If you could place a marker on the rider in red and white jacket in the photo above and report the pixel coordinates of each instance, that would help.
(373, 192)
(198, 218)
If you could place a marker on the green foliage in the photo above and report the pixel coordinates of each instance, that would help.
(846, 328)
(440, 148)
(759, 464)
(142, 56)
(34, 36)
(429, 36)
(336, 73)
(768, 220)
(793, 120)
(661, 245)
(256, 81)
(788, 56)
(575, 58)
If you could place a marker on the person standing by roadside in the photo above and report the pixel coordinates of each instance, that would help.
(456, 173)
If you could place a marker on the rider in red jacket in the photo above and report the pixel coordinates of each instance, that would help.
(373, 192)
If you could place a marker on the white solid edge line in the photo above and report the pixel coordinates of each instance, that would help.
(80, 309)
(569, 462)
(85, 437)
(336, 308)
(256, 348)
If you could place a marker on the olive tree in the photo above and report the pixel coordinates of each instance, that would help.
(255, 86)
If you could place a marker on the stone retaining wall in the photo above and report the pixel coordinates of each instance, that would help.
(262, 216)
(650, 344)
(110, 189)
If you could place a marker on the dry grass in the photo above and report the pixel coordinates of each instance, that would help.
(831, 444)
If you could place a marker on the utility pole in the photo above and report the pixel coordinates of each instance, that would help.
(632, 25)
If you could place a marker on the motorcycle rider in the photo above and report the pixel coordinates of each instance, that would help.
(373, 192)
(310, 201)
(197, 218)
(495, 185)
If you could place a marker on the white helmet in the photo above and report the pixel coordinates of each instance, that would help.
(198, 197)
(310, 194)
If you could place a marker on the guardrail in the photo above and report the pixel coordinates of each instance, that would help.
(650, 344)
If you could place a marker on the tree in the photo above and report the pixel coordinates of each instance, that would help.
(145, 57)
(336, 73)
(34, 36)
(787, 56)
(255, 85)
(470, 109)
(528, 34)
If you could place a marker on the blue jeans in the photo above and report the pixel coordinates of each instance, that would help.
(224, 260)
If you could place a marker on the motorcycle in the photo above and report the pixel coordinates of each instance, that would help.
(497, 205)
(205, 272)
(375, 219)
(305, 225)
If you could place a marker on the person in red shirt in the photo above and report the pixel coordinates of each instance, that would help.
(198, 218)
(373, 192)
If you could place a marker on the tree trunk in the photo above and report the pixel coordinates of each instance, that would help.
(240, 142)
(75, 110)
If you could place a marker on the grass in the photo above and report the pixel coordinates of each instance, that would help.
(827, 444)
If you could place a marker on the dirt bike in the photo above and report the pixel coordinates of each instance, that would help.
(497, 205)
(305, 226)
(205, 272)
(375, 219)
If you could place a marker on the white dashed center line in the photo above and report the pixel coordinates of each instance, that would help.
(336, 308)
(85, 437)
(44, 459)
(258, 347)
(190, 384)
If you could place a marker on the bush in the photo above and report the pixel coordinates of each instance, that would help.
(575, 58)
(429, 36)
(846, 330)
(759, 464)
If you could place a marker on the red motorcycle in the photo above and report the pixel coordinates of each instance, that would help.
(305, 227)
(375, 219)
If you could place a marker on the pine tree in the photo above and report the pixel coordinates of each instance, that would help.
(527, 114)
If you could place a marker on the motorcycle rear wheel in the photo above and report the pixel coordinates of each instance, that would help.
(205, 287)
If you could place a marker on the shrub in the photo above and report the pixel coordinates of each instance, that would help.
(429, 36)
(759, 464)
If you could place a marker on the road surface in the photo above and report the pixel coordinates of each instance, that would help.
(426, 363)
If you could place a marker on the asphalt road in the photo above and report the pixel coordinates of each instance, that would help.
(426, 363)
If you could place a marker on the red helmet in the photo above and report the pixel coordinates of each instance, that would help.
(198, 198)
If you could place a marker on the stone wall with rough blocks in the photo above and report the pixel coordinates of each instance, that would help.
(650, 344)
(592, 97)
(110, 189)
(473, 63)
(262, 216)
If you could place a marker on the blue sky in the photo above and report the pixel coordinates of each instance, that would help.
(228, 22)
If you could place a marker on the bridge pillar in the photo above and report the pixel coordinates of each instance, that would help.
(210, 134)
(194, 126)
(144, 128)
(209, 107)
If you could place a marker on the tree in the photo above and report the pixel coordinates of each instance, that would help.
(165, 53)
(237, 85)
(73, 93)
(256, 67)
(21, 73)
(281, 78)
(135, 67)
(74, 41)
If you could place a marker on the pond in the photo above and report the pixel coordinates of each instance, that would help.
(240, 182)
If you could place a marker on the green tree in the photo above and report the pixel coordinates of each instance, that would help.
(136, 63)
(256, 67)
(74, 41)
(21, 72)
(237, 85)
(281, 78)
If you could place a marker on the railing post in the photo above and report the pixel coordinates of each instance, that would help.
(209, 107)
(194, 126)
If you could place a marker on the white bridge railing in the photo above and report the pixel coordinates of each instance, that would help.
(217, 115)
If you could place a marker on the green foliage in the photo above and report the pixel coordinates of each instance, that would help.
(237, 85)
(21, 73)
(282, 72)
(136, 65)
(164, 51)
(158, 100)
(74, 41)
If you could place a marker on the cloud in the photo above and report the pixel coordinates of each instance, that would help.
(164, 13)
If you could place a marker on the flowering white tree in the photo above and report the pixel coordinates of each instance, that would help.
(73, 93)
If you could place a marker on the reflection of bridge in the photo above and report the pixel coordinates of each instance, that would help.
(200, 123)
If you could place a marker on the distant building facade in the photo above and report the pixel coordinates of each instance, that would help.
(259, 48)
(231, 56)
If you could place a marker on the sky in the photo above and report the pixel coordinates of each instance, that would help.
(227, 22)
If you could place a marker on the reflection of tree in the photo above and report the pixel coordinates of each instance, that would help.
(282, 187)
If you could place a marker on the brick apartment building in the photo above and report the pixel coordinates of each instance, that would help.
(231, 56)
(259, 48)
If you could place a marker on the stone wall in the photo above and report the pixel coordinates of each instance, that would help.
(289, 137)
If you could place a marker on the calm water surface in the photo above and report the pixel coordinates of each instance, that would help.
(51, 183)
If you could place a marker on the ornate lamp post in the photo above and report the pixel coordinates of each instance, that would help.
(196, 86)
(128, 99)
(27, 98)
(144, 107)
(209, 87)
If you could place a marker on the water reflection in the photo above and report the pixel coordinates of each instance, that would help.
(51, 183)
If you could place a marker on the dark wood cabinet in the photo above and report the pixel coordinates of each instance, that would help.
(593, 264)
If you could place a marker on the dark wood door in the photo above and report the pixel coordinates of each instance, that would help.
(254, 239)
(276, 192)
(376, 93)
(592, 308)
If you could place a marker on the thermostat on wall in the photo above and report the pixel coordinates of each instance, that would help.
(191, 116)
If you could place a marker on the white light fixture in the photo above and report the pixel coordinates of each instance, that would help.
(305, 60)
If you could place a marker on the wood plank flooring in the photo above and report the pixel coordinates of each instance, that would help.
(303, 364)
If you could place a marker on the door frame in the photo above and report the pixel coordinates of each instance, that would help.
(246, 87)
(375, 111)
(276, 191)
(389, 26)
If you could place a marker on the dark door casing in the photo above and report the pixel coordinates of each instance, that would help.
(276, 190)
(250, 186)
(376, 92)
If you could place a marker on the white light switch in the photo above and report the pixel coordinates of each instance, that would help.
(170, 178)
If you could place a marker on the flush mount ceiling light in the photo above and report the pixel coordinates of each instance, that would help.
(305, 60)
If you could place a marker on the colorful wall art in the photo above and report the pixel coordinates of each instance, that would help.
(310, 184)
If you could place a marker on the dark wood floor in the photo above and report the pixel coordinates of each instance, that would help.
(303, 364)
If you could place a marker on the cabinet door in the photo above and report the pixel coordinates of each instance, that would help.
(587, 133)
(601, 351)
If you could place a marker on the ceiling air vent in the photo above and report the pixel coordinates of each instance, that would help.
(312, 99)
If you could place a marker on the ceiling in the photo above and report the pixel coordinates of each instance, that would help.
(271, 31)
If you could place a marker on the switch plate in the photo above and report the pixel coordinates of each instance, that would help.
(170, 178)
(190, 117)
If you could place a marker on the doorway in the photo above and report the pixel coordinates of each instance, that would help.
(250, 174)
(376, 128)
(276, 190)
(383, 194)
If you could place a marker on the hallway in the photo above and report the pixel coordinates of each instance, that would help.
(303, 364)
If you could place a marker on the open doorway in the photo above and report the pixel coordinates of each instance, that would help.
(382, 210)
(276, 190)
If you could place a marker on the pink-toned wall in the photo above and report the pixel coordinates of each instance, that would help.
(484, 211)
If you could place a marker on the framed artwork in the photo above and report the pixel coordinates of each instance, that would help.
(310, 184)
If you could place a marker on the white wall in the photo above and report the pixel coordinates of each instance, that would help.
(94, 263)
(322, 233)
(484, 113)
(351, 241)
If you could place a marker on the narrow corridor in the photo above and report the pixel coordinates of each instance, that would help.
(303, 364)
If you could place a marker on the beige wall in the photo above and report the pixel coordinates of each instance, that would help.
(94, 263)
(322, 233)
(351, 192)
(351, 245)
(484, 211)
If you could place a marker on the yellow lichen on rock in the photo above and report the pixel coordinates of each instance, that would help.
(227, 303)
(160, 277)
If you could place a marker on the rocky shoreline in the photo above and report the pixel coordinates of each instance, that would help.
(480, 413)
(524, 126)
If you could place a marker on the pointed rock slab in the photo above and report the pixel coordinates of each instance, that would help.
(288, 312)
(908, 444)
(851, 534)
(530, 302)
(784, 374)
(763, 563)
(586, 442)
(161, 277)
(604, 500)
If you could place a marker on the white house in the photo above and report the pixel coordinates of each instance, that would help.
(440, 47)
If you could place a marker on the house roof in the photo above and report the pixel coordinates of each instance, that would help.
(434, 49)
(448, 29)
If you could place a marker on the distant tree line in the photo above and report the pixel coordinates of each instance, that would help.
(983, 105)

··········

• _GIVEN REQUEST_:
Give back the lines of the listing from the one with "If you could place a marker on the yellow" through the end, both included, exactly as written and with nothing added.

• _TASK ANSWER_:
If you could place a marker on the yellow lichen on rock in the photo above and report the pixel coordinates of each instance, that would help.
(227, 303)
(160, 277)
If you could place a marker on the rocky shoreline in the photo above and report the pixel coordinates of each instance, that would help.
(480, 413)
(524, 126)
If you could place a marker on the pointed rock slab in the photo above and report the pixel coordinates of each instance, that would help.
(288, 312)
(908, 444)
(851, 534)
(530, 302)
(784, 374)
(763, 563)
(586, 442)
(161, 277)
(604, 500)
If you could place a marker on the white house in the photo above and report the pixel coordinates of each instance, that would help.
(440, 47)
If you could place a marker on the house roof in the photo above and report the pixel coordinates of each instance, that would help.
(434, 49)
(448, 29)
If you could place a marker on the distant tree line in the photo above and report the pixel coordinates of each instance, that would help.
(983, 105)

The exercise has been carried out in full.